Task instructions:
Which lines in the material below contain the string "building"? List every one of them in full.

Data excerpts:

§

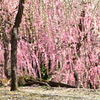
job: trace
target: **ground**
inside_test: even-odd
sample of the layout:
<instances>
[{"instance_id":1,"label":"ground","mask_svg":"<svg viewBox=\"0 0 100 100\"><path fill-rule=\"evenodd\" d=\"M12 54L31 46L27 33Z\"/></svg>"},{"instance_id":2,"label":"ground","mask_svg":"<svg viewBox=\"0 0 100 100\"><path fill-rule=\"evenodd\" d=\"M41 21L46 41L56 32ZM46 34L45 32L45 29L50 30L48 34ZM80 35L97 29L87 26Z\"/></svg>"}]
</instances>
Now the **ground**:
<instances>
[{"instance_id":1,"label":"ground","mask_svg":"<svg viewBox=\"0 0 100 100\"><path fill-rule=\"evenodd\" d=\"M100 90L46 86L0 87L0 100L100 100Z\"/></svg>"}]
</instances>

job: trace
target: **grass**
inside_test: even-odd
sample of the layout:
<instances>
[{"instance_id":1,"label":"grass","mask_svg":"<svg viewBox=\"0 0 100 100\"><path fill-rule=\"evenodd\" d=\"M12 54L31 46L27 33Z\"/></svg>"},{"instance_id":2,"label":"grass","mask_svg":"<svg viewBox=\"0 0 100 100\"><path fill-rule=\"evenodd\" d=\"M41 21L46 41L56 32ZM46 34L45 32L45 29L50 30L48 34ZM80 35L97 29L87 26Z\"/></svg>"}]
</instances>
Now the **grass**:
<instances>
[{"instance_id":1,"label":"grass","mask_svg":"<svg viewBox=\"0 0 100 100\"><path fill-rule=\"evenodd\" d=\"M10 91L10 87L0 87L0 100L100 100L100 90L38 86Z\"/></svg>"}]
</instances>

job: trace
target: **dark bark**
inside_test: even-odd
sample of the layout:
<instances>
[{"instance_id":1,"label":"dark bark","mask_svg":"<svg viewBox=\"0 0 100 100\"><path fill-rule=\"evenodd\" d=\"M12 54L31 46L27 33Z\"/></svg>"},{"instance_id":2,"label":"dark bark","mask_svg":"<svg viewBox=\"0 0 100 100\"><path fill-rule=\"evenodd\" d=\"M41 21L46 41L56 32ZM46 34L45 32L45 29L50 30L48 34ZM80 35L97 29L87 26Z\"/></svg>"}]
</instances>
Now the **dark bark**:
<instances>
[{"instance_id":1,"label":"dark bark","mask_svg":"<svg viewBox=\"0 0 100 100\"><path fill-rule=\"evenodd\" d=\"M72 86L69 84L64 84L64 83L58 83L58 82L53 82L53 81L45 81L45 80L31 80L28 79L26 80L25 86L34 86L35 85L40 85L40 86L49 86L49 87L66 87L66 88L76 88L76 86Z\"/></svg>"},{"instance_id":2,"label":"dark bark","mask_svg":"<svg viewBox=\"0 0 100 100\"><path fill-rule=\"evenodd\" d=\"M25 0L19 1L18 13L11 33L11 91L17 90L17 40L18 28L21 23L23 14L23 5Z\"/></svg>"},{"instance_id":3,"label":"dark bark","mask_svg":"<svg viewBox=\"0 0 100 100\"><path fill-rule=\"evenodd\" d=\"M7 37L7 34L3 34L3 45L4 45L4 73L5 76L10 79L11 78L11 70L10 70L10 51L9 51L9 39Z\"/></svg>"},{"instance_id":4,"label":"dark bark","mask_svg":"<svg viewBox=\"0 0 100 100\"><path fill-rule=\"evenodd\" d=\"M2 22L2 27L1 27L1 32L3 33L0 37L0 39L2 39L2 42L3 42L3 47L4 47L4 73L5 73L5 76L10 79L10 74L11 74L11 71L10 71L10 65L9 65L9 55L10 55L10 51L9 51L9 38L8 38L8 35L6 33L6 30L5 30L5 27L6 27L6 22L3 20L3 17L0 16L0 21Z\"/></svg>"}]
</instances>

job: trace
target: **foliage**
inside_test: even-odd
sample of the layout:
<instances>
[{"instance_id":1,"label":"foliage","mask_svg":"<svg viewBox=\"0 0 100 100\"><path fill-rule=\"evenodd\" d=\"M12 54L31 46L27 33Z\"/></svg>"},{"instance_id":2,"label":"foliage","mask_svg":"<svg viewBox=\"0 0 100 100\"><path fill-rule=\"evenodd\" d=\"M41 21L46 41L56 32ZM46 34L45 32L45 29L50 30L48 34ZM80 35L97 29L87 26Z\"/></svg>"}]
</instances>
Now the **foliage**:
<instances>
[{"instance_id":1,"label":"foliage","mask_svg":"<svg viewBox=\"0 0 100 100\"><path fill-rule=\"evenodd\" d=\"M11 23L5 26L8 34L14 23L17 2L4 0L1 4L3 20ZM93 12L93 3L27 0L23 6L25 11L18 40L18 75L50 78L70 85L76 85L78 78L79 86L98 88L100 15L98 10ZM3 62L3 49L1 43L0 63Z\"/></svg>"}]
</instances>

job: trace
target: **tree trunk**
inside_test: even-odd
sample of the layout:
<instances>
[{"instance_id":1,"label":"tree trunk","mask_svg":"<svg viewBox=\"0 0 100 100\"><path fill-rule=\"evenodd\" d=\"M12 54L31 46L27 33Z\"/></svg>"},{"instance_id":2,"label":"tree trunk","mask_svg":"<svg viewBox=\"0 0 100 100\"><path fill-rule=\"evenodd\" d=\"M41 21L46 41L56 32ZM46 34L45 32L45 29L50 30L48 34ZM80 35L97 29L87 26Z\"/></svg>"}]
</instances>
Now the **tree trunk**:
<instances>
[{"instance_id":1,"label":"tree trunk","mask_svg":"<svg viewBox=\"0 0 100 100\"><path fill-rule=\"evenodd\" d=\"M11 91L17 90L17 40L18 40L18 28L21 23L23 8L25 0L19 1L18 13L15 18L15 23L11 33Z\"/></svg>"},{"instance_id":2,"label":"tree trunk","mask_svg":"<svg viewBox=\"0 0 100 100\"><path fill-rule=\"evenodd\" d=\"M3 45L4 45L4 73L5 76L10 79L11 78L11 70L10 70L10 65L9 65L9 39L7 37L7 34L3 34Z\"/></svg>"},{"instance_id":3,"label":"tree trunk","mask_svg":"<svg viewBox=\"0 0 100 100\"><path fill-rule=\"evenodd\" d=\"M14 27L11 34L11 91L17 90L17 38L18 28Z\"/></svg>"}]
</instances>

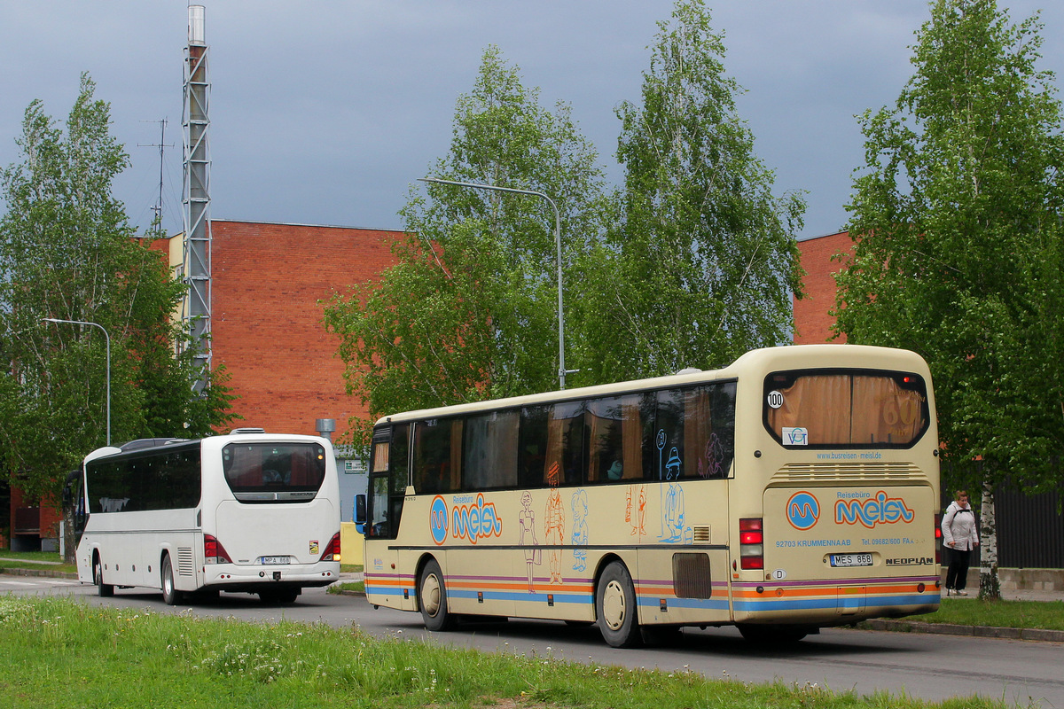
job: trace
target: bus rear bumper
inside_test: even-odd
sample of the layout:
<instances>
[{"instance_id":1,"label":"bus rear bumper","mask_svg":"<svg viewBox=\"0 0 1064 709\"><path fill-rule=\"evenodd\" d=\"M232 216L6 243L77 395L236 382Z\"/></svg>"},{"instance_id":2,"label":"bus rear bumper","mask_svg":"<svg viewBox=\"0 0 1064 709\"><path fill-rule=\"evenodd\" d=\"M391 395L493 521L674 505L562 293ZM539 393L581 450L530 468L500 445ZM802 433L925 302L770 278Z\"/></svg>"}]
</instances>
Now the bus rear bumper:
<instances>
[{"instance_id":1,"label":"bus rear bumper","mask_svg":"<svg viewBox=\"0 0 1064 709\"><path fill-rule=\"evenodd\" d=\"M217 591L257 593L262 589L316 588L339 580L339 562L277 565L225 563L204 567L203 575L203 588Z\"/></svg>"}]
</instances>

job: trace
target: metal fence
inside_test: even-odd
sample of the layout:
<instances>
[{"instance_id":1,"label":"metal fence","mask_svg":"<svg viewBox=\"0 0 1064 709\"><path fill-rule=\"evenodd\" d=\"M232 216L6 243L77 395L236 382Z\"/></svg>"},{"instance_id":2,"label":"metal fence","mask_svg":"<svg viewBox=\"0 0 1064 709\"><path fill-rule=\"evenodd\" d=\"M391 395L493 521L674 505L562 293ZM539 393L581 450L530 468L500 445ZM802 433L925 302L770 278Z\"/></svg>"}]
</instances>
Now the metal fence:
<instances>
[{"instance_id":1,"label":"metal fence","mask_svg":"<svg viewBox=\"0 0 1064 709\"><path fill-rule=\"evenodd\" d=\"M995 494L998 565L1007 569L1064 569L1064 516L1058 493Z\"/></svg>"}]
</instances>

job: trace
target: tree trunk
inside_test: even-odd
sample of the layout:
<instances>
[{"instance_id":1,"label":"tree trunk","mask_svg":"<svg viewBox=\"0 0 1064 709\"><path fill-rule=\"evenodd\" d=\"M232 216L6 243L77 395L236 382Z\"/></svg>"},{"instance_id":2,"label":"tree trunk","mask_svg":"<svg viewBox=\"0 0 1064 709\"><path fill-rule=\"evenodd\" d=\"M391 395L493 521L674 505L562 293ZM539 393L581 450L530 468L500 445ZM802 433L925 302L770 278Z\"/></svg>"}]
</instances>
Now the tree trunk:
<instances>
[{"instance_id":1,"label":"tree trunk","mask_svg":"<svg viewBox=\"0 0 1064 709\"><path fill-rule=\"evenodd\" d=\"M982 510L979 516L979 597L1001 597L997 573L997 519L994 513L994 488L983 482Z\"/></svg>"}]
</instances>

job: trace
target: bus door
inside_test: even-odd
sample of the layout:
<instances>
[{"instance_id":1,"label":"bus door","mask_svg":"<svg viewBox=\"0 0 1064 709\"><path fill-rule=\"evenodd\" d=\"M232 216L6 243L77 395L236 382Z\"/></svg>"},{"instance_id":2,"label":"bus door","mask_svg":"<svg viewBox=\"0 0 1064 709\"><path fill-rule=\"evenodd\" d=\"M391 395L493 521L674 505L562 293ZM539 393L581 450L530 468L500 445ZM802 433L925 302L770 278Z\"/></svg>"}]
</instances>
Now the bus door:
<instances>
[{"instance_id":1,"label":"bus door","mask_svg":"<svg viewBox=\"0 0 1064 709\"><path fill-rule=\"evenodd\" d=\"M839 617L930 603L935 537L930 486L780 487L764 495L765 587Z\"/></svg>"},{"instance_id":2,"label":"bus door","mask_svg":"<svg viewBox=\"0 0 1064 709\"><path fill-rule=\"evenodd\" d=\"M410 424L382 426L373 433L366 505L365 573L369 603L416 609L416 579L399 573L399 536L410 470Z\"/></svg>"},{"instance_id":3,"label":"bus door","mask_svg":"<svg viewBox=\"0 0 1064 709\"><path fill-rule=\"evenodd\" d=\"M641 622L729 622L734 382L660 390L645 403ZM649 456L646 452L649 451Z\"/></svg>"}]
</instances>

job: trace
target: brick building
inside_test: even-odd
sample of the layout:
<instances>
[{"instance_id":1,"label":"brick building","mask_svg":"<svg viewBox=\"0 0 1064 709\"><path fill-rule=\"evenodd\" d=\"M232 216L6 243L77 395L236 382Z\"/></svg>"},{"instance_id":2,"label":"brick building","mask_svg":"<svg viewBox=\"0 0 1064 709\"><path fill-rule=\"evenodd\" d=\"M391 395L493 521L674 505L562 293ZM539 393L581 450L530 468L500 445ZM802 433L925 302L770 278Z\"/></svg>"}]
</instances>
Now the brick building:
<instances>
[{"instance_id":1,"label":"brick building","mask_svg":"<svg viewBox=\"0 0 1064 709\"><path fill-rule=\"evenodd\" d=\"M837 260L836 254L849 254L853 248L849 232L837 232L817 236L798 242L799 259L805 270L802 286L805 297L794 299L795 344L818 344L832 336L831 326L835 319L829 310L835 307L834 274L845 268L846 260ZM848 260L848 259L847 259ZM832 342L845 342L841 335Z\"/></svg>"},{"instance_id":2,"label":"brick building","mask_svg":"<svg viewBox=\"0 0 1064 709\"><path fill-rule=\"evenodd\" d=\"M402 233L227 220L211 225L213 359L231 375L238 396L233 410L244 417L236 425L315 434L317 419L333 419L342 436L348 419L365 410L345 392L339 339L322 327L319 301L390 266L389 246ZM174 269L182 247L182 235L153 246ZM361 476L342 475L342 482L354 485L354 477ZM17 488L9 492L12 548L55 548L57 507L30 505ZM348 502L342 501L349 516Z\"/></svg>"},{"instance_id":3,"label":"brick building","mask_svg":"<svg viewBox=\"0 0 1064 709\"><path fill-rule=\"evenodd\" d=\"M344 391L339 339L321 325L319 301L347 292L394 263L387 230L211 222L212 344L237 399L240 425L314 434L316 419L335 419L337 434L364 413ZM171 239L171 265L181 237Z\"/></svg>"}]
</instances>

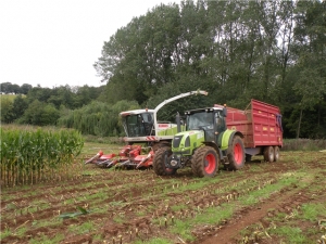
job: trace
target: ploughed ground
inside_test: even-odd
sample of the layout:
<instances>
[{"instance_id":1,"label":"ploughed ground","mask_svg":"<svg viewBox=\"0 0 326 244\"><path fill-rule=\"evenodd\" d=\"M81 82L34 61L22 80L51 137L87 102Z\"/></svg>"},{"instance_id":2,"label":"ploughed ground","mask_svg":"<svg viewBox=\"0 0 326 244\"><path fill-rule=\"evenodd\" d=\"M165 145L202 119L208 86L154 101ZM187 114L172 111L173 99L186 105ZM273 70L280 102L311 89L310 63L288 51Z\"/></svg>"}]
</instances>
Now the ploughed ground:
<instances>
[{"instance_id":1,"label":"ploughed ground","mask_svg":"<svg viewBox=\"0 0 326 244\"><path fill-rule=\"evenodd\" d=\"M317 243L326 234L325 209L311 220L300 216L308 204L325 207L325 176L319 152L283 152L272 164L253 157L210 179L190 168L158 177L87 165L70 180L1 185L1 243L272 244L287 240L275 232L281 227Z\"/></svg>"}]
</instances>

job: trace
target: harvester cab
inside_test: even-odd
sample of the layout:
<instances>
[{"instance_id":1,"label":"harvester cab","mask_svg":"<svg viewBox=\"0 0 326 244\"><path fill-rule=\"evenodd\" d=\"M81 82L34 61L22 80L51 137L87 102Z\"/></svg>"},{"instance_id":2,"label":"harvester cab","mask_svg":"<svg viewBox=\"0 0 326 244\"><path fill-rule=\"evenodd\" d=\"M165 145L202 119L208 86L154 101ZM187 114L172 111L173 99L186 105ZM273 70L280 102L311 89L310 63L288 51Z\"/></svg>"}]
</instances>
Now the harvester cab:
<instances>
[{"instance_id":1,"label":"harvester cab","mask_svg":"<svg viewBox=\"0 0 326 244\"><path fill-rule=\"evenodd\" d=\"M158 112L167 103L178 99L203 94L208 95L206 91L190 91L173 97L160 103L154 110L134 110L120 113L126 137L124 141L128 144L148 143L150 146L162 144L171 144L171 141L178 132L178 125L170 121L159 121ZM181 126L181 130L185 127Z\"/></svg>"},{"instance_id":2,"label":"harvester cab","mask_svg":"<svg viewBox=\"0 0 326 244\"><path fill-rule=\"evenodd\" d=\"M120 115L127 138L155 134L153 110L127 111Z\"/></svg>"},{"instance_id":3,"label":"harvester cab","mask_svg":"<svg viewBox=\"0 0 326 244\"><path fill-rule=\"evenodd\" d=\"M181 93L163 101L154 110L145 108L121 112L120 116L122 117L122 124L126 134L124 141L127 144L122 149L118 155L103 154L100 152L86 160L85 164L97 164L101 167L151 167L156 150L162 146L171 147L174 134L185 128L185 126L180 126L180 123L158 121L156 114L159 110L175 100L197 94L208 95L208 92L197 90ZM136 145L136 143L141 143L142 147ZM145 144L146 146L143 146ZM141 151L146 151L146 154L141 154ZM135 152L137 152L137 155Z\"/></svg>"}]
</instances>

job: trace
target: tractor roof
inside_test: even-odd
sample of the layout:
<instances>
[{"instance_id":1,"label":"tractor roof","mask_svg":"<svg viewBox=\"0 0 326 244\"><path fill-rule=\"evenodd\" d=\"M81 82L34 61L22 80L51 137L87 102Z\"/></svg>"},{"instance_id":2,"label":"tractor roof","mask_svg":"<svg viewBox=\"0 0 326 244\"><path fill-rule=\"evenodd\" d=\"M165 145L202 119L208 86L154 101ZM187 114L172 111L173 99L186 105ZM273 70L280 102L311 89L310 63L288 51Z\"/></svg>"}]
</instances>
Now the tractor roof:
<instances>
[{"instance_id":1,"label":"tractor roof","mask_svg":"<svg viewBox=\"0 0 326 244\"><path fill-rule=\"evenodd\" d=\"M186 111L185 114L195 114L199 112L213 112L213 111L223 111L223 106L196 108L196 110Z\"/></svg>"},{"instance_id":2,"label":"tractor roof","mask_svg":"<svg viewBox=\"0 0 326 244\"><path fill-rule=\"evenodd\" d=\"M154 110L135 110L135 111L124 111L120 113L120 116L125 117L128 115L137 115L143 113L154 113Z\"/></svg>"}]
</instances>

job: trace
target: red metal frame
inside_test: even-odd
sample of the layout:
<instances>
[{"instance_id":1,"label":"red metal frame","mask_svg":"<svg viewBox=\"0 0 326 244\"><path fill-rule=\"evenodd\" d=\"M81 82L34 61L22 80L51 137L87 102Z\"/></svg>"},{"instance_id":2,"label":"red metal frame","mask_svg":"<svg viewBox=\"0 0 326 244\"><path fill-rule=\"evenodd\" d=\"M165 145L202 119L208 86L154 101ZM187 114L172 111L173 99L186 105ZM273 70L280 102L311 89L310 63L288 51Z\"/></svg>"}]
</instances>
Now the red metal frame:
<instances>
[{"instance_id":1,"label":"red metal frame","mask_svg":"<svg viewBox=\"0 0 326 244\"><path fill-rule=\"evenodd\" d=\"M266 145L283 146L283 129L280 111L277 106L251 100L244 111L227 107L227 128L240 131L243 136L244 147Z\"/></svg>"}]
</instances>

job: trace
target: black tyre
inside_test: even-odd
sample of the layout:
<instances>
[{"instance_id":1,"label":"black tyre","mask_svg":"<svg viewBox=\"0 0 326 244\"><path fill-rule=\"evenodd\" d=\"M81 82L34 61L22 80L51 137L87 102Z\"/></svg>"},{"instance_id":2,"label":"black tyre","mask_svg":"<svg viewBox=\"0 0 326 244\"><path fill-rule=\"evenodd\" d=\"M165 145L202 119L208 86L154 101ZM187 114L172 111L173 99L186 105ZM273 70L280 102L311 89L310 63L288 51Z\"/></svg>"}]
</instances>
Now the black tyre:
<instances>
[{"instance_id":1,"label":"black tyre","mask_svg":"<svg viewBox=\"0 0 326 244\"><path fill-rule=\"evenodd\" d=\"M264 149L264 159L269 163L274 162L274 149L272 145Z\"/></svg>"},{"instance_id":2,"label":"black tyre","mask_svg":"<svg viewBox=\"0 0 326 244\"><path fill-rule=\"evenodd\" d=\"M171 155L172 151L168 146L156 150L153 158L153 169L158 176L171 176L176 172L175 168L165 167L165 162L168 160Z\"/></svg>"},{"instance_id":3,"label":"black tyre","mask_svg":"<svg viewBox=\"0 0 326 244\"><path fill-rule=\"evenodd\" d=\"M218 169L218 156L211 146L201 146L196 150L191 159L191 169L197 177L214 177Z\"/></svg>"},{"instance_id":4,"label":"black tyre","mask_svg":"<svg viewBox=\"0 0 326 244\"><path fill-rule=\"evenodd\" d=\"M276 145L274 146L274 162L278 162L279 159L279 147Z\"/></svg>"},{"instance_id":5,"label":"black tyre","mask_svg":"<svg viewBox=\"0 0 326 244\"><path fill-rule=\"evenodd\" d=\"M235 136L233 143L228 150L228 168L231 170L238 170L244 166L244 145L239 136Z\"/></svg>"}]
</instances>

§

Solution to the exercise:
target: brick building
[{"instance_id":1,"label":"brick building","mask_svg":"<svg viewBox=\"0 0 1064 709\"><path fill-rule=\"evenodd\" d=\"M232 216L6 243L77 395L236 382Z\"/></svg>"},{"instance_id":2,"label":"brick building","mask_svg":"<svg viewBox=\"0 0 1064 709\"><path fill-rule=\"evenodd\" d=\"M391 395L493 521L674 505L562 293ZM539 393L581 450L530 468L500 445ZM802 433L925 302L770 278Z\"/></svg>"}]
Now the brick building:
[{"instance_id":1,"label":"brick building","mask_svg":"<svg viewBox=\"0 0 1064 709\"><path fill-rule=\"evenodd\" d=\"M837 260L836 254L849 254L853 248L849 232L837 232L817 236L798 242L799 259L805 270L802 286L805 297L794 299L795 344L818 344L832 336L831 326L835 319L829 310L835 307L834 274L845 268L846 260ZM848 260L848 259L847 259ZM832 342L845 342L841 335Z\"/></svg>"},{"instance_id":2,"label":"brick building","mask_svg":"<svg viewBox=\"0 0 1064 709\"><path fill-rule=\"evenodd\" d=\"M402 233L227 220L211 225L213 359L231 375L238 396L233 410L244 417L236 425L315 434L317 419L333 419L342 436L348 419L365 410L345 392L339 339L322 327L319 301L390 266L389 246ZM174 269L182 247L182 235L153 246ZM361 476L342 475L342 482L354 485L354 477ZM17 488L9 492L12 548L55 548L57 507L30 505ZM348 502L342 501L349 516Z\"/></svg>"},{"instance_id":3,"label":"brick building","mask_svg":"<svg viewBox=\"0 0 1064 709\"><path fill-rule=\"evenodd\" d=\"M344 391L339 339L321 325L319 301L347 292L394 263L387 230L211 222L212 344L237 399L240 425L314 434L316 419L335 419L337 434L364 413ZM171 239L171 265L181 237Z\"/></svg>"}]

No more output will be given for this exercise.